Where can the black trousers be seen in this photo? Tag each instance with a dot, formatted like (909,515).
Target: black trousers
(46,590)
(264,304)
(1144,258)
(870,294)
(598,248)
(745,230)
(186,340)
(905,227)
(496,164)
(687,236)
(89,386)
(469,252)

* * * * * * *

## Instructions to follow
Write the data back out verbatim.

## Exercise result
Where can the black trousers be seen in this photo? Tag each instance with a dot, formatted like (909,515).
Target: black trousers
(46,590)
(264,304)
(1144,258)
(870,294)
(598,248)
(745,230)
(186,340)
(905,227)
(496,164)
(687,236)
(89,386)
(469,252)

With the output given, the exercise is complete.